■ **Text**:
-------------------------

Extinct genus of sea spider

Cambropycnogon is an extinct genus of pycnogonid arthropods. The genus contains a single species, Cambropycnogon klausmuelleri, represented by presumed larval remains from the Upper Cambrian Orsten, having been referred to before description as "Larva D".

== Description ==
Cambropycnogon is an early-stage pycnogonid larva (although this classification has been disputed) around 270 micrometers long, with three pairs of post-cheliceral appendages as well as the chelicerae that mark it as a possible pycnogonid. It also has two large caudal growths from its posterior end, the purpose of which is unknown. Cambropycnogon is covered in small spines roughly 1 micrometer long, as well as larger thorns behind its gnathobases. Its chelicerae are short and stout, resembling pincers, and the larva has a relatively large head shield. Cambropycnogons morphology matches that of early sea spider larvae such as the protonymph and semaphoront, with it being markedly distinct from all other Orsten fossils.

== Etymology ==

Cambropycnogon derives from its assumed position within Pycnogonida, as well as the fact that it dates from the Cambrian. Its specific name, klausmuelleri honours the discoverer of the Orsten, Dr. Klaus Müller.

== Distribution ==

Cambropycnogon is known from six specimens, all found in Kinnekulle.

-------------------------

■ **Tasks**:
1: According to the text on Cambropycnogon, how many specimens of the genus are known, and where were they found?
2: Copy word for word the part of the text on Cambropycnogon starting at "Cambropycnogon derives from" and ending at "Dr. Klaus Müller.".
The records come from a different source than the text on Cambropycnogon.

■ **Data extract**:

-------------------------

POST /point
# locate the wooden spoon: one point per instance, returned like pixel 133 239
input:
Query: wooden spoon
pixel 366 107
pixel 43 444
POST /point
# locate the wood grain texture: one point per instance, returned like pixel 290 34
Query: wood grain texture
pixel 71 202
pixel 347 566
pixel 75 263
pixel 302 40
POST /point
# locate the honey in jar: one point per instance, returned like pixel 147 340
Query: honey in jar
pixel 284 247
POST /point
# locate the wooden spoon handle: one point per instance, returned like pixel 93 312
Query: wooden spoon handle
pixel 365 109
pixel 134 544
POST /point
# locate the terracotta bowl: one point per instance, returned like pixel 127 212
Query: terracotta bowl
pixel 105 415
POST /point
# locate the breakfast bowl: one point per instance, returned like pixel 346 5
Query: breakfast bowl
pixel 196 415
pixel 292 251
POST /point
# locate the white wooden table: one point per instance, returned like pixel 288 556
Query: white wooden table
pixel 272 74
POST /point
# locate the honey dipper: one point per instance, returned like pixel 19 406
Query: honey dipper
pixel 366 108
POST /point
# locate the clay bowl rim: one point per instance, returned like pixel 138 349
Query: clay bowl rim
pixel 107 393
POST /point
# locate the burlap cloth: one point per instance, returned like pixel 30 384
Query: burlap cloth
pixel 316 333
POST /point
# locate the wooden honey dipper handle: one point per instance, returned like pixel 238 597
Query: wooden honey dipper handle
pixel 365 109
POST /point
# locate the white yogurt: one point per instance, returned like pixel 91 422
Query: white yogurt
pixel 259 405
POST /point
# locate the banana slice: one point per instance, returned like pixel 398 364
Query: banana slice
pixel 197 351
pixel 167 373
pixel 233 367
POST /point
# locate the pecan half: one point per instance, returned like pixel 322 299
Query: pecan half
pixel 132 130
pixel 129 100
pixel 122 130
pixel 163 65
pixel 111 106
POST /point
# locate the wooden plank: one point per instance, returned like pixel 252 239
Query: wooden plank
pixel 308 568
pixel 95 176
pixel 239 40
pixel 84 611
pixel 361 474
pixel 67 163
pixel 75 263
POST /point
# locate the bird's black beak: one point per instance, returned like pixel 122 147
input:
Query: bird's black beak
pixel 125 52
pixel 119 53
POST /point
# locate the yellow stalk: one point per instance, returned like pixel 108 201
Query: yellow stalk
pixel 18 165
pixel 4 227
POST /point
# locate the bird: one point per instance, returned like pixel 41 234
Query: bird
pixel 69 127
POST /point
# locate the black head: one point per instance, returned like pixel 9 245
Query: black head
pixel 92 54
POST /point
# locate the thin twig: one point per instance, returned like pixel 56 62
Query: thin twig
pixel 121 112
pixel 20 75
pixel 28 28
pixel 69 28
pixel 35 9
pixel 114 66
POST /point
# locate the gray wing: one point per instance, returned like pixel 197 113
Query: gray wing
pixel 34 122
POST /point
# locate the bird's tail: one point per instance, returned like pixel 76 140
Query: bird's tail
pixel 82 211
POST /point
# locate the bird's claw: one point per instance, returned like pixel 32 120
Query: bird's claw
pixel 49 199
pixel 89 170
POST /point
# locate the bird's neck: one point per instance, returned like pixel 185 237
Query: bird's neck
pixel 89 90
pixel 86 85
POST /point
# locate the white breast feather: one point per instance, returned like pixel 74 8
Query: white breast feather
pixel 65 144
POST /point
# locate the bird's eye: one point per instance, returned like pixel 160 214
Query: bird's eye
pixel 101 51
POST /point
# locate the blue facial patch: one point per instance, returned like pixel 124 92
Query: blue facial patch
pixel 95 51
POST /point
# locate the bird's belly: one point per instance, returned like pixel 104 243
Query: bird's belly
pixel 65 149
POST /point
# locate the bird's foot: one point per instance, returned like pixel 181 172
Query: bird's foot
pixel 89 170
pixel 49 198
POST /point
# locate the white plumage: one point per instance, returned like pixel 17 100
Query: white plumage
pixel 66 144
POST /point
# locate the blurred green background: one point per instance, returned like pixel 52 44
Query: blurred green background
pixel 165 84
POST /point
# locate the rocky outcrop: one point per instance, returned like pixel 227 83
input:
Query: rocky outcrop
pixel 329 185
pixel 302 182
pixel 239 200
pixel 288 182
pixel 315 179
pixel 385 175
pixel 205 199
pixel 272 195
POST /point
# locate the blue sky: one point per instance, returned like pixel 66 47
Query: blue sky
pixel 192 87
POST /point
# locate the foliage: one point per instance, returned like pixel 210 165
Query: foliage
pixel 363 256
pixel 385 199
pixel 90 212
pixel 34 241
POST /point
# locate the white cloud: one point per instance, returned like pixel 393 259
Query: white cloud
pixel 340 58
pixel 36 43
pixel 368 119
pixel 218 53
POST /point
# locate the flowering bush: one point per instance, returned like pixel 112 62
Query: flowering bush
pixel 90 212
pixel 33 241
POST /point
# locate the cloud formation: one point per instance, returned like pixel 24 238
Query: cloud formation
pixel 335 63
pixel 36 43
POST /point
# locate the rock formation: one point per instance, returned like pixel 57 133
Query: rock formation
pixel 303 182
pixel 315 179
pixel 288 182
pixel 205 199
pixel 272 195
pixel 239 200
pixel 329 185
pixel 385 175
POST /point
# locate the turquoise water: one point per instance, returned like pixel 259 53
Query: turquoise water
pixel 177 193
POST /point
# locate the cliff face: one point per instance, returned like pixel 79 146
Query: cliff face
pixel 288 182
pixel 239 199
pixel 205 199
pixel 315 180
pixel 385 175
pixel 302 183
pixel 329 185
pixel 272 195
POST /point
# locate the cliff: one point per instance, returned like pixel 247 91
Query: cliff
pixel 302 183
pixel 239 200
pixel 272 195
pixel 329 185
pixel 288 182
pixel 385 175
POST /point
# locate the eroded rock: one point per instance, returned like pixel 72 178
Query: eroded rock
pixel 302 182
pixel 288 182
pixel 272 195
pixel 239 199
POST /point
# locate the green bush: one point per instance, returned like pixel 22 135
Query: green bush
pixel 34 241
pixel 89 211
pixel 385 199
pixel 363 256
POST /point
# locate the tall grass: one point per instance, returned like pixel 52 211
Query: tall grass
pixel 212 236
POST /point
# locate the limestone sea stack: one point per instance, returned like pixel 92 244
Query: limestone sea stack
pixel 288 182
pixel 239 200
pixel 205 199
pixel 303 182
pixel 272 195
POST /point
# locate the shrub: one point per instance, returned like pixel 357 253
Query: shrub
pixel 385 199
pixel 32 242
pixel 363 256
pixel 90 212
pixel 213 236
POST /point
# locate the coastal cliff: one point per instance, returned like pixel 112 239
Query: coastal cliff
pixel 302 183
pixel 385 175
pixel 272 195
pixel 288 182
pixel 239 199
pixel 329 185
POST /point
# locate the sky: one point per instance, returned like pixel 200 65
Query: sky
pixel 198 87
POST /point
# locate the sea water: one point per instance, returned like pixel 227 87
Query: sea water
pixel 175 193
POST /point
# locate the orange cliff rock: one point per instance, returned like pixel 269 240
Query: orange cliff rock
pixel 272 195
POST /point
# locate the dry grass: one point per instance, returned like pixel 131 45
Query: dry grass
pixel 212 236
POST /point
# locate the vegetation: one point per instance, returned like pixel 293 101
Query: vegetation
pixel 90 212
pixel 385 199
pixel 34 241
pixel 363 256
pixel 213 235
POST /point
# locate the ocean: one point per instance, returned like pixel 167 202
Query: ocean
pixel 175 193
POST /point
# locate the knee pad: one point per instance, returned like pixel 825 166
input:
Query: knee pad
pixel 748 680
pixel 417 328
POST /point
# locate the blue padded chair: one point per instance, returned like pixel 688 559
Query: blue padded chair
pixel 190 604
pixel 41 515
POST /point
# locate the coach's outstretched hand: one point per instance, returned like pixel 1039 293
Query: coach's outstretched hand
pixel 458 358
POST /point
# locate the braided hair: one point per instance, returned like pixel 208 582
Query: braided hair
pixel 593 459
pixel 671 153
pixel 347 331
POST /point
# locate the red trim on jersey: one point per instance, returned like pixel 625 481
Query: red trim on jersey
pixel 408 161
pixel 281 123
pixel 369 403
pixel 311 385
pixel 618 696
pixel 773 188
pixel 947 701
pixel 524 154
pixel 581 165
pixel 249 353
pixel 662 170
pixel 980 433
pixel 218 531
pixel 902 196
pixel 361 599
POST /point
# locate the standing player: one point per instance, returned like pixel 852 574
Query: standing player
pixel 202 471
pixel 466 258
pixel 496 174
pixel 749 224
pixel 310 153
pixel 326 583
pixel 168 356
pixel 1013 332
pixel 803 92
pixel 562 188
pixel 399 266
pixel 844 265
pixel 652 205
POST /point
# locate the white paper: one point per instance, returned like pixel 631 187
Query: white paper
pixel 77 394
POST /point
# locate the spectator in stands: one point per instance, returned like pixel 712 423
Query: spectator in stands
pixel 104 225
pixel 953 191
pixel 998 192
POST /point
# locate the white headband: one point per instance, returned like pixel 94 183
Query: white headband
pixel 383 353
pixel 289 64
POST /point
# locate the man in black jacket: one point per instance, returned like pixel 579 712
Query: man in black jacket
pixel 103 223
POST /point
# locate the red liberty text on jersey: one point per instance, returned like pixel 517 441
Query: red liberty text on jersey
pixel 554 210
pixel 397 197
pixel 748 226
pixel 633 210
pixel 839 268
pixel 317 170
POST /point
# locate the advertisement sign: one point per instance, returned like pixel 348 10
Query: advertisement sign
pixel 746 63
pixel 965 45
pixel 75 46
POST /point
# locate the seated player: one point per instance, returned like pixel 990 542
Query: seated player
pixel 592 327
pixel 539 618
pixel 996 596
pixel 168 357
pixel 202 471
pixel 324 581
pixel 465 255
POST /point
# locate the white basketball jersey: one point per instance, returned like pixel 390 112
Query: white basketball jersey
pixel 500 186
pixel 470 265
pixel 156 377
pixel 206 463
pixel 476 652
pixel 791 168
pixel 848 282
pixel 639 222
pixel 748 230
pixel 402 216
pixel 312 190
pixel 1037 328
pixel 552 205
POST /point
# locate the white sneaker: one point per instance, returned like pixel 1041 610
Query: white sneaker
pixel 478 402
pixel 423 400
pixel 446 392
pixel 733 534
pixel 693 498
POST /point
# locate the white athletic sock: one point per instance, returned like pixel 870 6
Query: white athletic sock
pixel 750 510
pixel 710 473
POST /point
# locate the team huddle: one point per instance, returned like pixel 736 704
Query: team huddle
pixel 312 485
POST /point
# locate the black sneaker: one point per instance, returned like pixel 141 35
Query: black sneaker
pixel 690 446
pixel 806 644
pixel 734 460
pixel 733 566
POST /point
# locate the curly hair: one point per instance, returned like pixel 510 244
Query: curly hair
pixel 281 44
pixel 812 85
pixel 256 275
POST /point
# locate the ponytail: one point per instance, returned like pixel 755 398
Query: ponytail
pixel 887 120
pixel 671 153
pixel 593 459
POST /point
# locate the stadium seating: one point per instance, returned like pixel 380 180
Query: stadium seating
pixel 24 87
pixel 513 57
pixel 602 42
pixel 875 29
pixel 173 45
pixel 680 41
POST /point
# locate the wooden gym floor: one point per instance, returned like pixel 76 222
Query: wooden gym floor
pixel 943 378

-------------------------

■ **Completed exercise**:
1: Six specimens are known, all found in Kinnekulle.

2:
Cambropycnogon derives from its assumed position within Pycnogonida, as well as the fact that it dates from the Cambrian. Its specific name, klausmuelleri honours the discoverer of the Orsten, Dr. Klaus Müller.